**Dokumen**
/---
Oleh : Ustaz Muafa (Mokhamad Rohma Rozikin/M.R.Rozikin)
Salah satu istilah yang terkait dengan penyembelihan adalah nahr (النَّحْرُ). Istilah ini disebut dalam sejumlah dalil. Misalnya ayat dalam Al-Qur’an berikut ini,
{ فَصَلِّ لِرَبِّكَ وَانْحَرْ } [الكوثر: 2]
Artinya,
“Maka, salatlah dan lakukan nahr” (Al-Kautsar; 2)
Rasulullah ﷺ juga dikabarkan melakukan nahr untuk mewakili istri-istrinya. Al-Bukhari meriwayatkan,
جَابِرَ بْنَ عَبْدِ اللَّهِ يَقُولُ نَحَرَ رَسُولُ اللَّهِ صَلَّى اللَّهُ عَلَيْهِ وَسَلَّمَ عَنْ نِسَائِهِ (صحيح مسلم (6/ 480)
Artinya,
“Dari Jabir bin Abdullah beliau berkata, ‘Rasulullah ﷺ melakukan nahr untuk mewakili istri-istrinya” (H.R. Al-Bukhari)
Tanggal 10 Dzulhijjah atau hari raya idul adha disebut juga yaumun nahr (يَوْمُ النَّحْرِ), yakni hari untuk melakukan nahr.
Kalau begitu, apa sebenarnya makna nahr?
Makna bahasa nahr adalah a’la ash-shodr (bagian atas dada), yakni tempat kalung pada hewan. Dalam konteks penyembelihan, nahr bermakna menyembelih unta pada labbah-nya, yakni pada bagian bawah lehernya karena bagian ini adalah bagian yang paling mudah disembelih mengingat di lokasi itu tidak ada dagingnya (pembahasan lebih detail tentang makna labbah silakan ditelaah artikel saya yang berjudul “Apa bedanya halq dengan labbah?”). Dalam kitab Mu’jamu Lughoti Al-Fuqoha’ disebutkan,
النحر : بفتح فسكون ج نحور مص نحر ، أعلى الصدر ، موضع القلادة .ذكاة الإبل : طعنها في أسفل العنق عند الصدر ، لأنه أسهل عليه لكونه لا لحم فيه (معجم لغة الفقهاء (2/ 80)
\---
**Rincian Tugas**
Perbarui bagian artikel tentang nahr yang dimulai dengan "Rasulullah ﷺ juga" dan berlanjut sampai "sebenarnya makna nahr?" dengan mengganti "Dzulhijjah" menjadi "Zulhijah", lalu tuliskan kembali bagian itu.

**Baris Data**
/---
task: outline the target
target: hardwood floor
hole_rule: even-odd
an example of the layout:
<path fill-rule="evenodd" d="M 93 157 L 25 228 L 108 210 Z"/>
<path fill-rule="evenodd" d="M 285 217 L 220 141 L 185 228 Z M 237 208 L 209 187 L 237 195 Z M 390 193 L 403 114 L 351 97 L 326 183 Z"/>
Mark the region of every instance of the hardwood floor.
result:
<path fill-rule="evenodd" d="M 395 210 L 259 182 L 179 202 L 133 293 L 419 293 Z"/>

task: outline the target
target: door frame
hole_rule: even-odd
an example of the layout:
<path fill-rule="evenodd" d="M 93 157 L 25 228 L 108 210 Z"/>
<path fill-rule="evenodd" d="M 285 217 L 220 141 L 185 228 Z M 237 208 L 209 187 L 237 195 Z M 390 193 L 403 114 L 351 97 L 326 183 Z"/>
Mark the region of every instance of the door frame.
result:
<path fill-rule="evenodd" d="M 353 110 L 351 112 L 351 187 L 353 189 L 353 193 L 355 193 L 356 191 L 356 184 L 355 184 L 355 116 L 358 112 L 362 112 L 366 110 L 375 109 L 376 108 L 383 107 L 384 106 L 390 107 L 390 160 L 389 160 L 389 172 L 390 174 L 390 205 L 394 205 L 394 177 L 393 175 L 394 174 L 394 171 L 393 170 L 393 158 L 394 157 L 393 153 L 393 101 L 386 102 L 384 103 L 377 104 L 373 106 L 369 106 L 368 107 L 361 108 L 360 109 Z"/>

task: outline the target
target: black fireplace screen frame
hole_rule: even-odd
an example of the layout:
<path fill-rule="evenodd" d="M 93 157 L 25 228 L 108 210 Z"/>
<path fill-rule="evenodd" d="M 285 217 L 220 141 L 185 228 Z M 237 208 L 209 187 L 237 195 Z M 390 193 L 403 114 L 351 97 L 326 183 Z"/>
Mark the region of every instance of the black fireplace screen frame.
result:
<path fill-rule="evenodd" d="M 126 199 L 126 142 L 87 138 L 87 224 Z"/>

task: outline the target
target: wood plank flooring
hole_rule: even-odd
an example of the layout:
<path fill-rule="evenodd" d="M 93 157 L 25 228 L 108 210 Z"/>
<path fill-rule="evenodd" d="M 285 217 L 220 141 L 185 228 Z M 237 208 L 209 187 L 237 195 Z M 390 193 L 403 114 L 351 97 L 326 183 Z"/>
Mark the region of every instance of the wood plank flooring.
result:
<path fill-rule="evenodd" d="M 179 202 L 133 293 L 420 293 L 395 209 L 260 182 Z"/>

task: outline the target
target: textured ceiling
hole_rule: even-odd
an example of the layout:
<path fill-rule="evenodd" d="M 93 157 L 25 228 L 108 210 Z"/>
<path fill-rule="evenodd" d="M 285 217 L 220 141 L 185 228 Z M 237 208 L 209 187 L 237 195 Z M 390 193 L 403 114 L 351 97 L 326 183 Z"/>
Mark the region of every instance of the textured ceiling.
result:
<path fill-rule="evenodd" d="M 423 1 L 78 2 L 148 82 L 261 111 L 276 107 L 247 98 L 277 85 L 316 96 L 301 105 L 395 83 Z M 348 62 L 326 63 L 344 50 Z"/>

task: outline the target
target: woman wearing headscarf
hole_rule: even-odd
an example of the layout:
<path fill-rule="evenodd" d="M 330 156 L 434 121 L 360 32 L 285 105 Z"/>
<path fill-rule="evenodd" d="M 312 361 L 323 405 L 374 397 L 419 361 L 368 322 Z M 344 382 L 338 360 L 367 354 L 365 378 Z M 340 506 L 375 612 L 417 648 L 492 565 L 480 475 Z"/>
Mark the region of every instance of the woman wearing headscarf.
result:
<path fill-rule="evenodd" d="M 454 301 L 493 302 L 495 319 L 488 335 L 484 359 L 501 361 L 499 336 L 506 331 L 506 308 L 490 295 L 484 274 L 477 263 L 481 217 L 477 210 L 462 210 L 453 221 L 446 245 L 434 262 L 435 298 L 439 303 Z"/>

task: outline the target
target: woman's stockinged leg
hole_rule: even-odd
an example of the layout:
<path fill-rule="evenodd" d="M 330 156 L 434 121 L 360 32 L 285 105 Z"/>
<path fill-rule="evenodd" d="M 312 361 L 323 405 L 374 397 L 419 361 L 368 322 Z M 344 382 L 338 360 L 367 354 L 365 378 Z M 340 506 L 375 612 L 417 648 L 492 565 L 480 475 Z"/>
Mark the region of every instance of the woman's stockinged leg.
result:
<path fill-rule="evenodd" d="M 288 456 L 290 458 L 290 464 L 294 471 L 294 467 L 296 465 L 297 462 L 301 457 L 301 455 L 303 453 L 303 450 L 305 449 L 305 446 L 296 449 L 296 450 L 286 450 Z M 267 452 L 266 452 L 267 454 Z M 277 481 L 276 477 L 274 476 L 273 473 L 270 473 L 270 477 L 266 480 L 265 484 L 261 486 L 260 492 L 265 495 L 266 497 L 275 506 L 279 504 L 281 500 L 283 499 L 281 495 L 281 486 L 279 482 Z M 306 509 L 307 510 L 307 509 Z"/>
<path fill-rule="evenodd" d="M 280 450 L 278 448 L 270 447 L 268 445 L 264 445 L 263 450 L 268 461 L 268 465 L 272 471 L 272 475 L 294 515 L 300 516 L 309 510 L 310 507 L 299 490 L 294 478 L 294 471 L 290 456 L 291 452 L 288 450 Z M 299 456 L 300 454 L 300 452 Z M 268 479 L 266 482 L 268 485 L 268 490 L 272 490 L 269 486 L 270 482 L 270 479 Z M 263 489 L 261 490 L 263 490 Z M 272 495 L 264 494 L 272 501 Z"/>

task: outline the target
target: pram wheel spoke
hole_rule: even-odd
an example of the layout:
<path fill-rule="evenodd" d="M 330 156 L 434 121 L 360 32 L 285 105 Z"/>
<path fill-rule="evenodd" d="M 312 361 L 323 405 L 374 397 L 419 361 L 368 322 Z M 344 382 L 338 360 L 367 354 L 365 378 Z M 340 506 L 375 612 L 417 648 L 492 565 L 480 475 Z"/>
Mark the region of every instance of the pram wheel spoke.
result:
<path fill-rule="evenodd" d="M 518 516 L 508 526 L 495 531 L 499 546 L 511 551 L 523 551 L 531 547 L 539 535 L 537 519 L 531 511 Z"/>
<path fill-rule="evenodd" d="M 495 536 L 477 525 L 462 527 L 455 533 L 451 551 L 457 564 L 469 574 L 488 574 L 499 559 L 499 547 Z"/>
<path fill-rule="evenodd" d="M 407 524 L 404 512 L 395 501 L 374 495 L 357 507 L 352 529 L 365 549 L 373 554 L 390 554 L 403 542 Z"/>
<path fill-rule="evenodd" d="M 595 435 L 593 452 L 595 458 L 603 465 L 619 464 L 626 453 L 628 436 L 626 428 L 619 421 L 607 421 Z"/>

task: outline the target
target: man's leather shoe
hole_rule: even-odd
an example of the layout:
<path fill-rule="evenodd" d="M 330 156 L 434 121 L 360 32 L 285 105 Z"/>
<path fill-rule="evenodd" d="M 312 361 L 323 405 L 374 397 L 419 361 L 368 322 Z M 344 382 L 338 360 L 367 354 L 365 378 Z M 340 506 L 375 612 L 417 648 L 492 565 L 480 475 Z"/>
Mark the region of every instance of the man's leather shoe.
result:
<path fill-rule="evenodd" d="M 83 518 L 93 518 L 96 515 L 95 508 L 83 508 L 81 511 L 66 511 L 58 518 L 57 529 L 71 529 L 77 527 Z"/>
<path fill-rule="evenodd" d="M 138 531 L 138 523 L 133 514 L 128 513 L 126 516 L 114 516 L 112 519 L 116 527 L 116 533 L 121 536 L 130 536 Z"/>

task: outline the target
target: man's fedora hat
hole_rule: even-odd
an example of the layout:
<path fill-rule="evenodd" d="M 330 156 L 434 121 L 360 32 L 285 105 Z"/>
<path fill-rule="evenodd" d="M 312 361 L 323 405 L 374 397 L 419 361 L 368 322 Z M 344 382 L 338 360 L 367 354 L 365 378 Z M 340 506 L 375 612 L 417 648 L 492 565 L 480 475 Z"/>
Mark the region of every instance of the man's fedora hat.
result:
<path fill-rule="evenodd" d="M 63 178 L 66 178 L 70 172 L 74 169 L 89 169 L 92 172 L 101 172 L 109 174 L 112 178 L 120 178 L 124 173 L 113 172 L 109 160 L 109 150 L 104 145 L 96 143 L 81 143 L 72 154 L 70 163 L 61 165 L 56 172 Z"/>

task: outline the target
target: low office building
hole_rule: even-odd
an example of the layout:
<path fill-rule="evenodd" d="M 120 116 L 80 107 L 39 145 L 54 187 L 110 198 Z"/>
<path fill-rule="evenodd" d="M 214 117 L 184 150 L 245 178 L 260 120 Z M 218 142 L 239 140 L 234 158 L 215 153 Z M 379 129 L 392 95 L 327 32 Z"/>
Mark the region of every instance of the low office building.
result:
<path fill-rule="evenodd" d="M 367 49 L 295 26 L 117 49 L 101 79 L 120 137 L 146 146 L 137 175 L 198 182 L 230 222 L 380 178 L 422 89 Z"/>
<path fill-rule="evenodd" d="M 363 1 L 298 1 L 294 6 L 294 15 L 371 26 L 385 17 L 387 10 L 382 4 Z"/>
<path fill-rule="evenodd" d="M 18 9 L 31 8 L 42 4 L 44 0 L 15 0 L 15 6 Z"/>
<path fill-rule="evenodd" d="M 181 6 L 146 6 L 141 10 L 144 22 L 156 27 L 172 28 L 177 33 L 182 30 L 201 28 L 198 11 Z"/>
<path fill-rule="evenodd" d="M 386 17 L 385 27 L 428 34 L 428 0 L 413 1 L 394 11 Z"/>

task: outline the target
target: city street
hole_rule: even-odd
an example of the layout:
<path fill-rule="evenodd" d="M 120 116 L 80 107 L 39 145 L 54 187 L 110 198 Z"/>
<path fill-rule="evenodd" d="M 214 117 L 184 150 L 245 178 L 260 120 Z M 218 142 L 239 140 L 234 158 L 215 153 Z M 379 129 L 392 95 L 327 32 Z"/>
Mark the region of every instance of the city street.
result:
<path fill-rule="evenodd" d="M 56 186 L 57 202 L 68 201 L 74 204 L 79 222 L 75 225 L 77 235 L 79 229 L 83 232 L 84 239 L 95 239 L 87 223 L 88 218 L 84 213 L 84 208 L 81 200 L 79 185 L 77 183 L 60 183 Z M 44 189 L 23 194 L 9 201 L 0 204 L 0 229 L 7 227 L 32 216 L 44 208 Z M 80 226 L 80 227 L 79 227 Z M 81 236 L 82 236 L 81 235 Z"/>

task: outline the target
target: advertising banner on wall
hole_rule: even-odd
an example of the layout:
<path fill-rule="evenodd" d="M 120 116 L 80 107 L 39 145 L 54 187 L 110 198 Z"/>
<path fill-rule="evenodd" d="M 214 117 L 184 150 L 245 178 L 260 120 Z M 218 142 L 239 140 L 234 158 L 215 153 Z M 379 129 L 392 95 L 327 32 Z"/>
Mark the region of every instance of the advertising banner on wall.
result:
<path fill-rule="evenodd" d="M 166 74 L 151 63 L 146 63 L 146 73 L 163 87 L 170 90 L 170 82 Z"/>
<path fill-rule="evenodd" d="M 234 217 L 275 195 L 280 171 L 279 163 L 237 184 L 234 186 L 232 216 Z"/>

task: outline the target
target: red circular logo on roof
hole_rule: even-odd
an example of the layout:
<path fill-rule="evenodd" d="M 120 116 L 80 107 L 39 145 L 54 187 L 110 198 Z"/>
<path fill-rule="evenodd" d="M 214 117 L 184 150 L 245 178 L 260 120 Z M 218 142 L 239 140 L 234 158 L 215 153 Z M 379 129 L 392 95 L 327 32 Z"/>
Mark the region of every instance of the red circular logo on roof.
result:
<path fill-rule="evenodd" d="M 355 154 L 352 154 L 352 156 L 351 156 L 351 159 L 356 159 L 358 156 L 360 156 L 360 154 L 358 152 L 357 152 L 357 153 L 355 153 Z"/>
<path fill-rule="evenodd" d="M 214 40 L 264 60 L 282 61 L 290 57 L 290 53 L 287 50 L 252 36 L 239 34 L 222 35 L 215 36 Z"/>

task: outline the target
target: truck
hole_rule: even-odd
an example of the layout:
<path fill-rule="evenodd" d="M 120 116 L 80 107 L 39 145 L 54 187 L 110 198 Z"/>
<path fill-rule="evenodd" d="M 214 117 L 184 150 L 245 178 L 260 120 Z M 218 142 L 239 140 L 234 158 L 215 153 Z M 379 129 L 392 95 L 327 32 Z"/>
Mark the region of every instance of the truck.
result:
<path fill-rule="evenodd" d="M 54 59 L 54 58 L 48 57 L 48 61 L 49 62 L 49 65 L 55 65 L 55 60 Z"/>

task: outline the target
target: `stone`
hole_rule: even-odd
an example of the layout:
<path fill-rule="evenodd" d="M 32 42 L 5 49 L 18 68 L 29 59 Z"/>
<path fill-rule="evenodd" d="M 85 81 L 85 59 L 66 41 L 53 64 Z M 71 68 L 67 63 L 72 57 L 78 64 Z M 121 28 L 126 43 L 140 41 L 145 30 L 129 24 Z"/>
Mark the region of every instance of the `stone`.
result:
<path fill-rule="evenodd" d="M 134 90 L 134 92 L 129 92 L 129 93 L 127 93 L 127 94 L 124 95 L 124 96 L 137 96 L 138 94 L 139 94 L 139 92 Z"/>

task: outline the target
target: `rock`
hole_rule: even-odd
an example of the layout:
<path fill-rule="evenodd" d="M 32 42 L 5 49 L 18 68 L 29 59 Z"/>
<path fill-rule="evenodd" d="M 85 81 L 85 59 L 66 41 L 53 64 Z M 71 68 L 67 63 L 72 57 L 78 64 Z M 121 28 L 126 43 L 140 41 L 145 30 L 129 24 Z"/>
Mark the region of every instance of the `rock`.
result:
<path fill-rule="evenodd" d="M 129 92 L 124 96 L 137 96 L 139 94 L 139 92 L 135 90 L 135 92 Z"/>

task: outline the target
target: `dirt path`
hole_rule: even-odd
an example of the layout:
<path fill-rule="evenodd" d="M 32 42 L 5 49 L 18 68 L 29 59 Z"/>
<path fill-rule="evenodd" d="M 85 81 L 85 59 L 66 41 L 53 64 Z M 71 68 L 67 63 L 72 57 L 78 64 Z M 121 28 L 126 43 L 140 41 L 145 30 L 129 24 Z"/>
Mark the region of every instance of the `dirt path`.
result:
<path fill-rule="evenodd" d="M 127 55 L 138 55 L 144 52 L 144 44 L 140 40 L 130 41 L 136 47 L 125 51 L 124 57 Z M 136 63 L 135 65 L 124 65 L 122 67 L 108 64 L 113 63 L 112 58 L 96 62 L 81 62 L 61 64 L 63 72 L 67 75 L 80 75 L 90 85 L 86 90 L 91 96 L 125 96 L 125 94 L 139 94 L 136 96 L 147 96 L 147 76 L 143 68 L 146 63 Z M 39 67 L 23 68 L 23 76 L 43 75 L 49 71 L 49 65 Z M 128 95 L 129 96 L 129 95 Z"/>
\---
**Jawaban Lengkap**
Rasulullah ﷺ juga dikabarkan melakukan nahr untuk mewakili istri-istrinya. Al-Bukhari meriwayatkan,
جَابِرَ بْنَ عَبْدِ اللَّهِ يَقُولُ نَحَرَ رَسُولُ اللَّهِ صَلَّى اللَّهُ عَلَيْهِ وَسَلَّمَ عَنْ نِسَائِهِ (صحيح مسلم (6/ 480)
Artinya,
“Dari Jabir bin Abdullah beliau berkata, ‘Rasulullah ﷺ melakukan nahr untuk mewakili istri-istrinya” (H.R. Al-Bukhari)
Tanggal 10 Zulhijah atau hari raya idul adha disebut juga yaumun nahr (يَوْمُ النَّحْرِ), yakni hari untuk melakukan nahr.
Kalau begitu, apa sebenarnya makna nahr?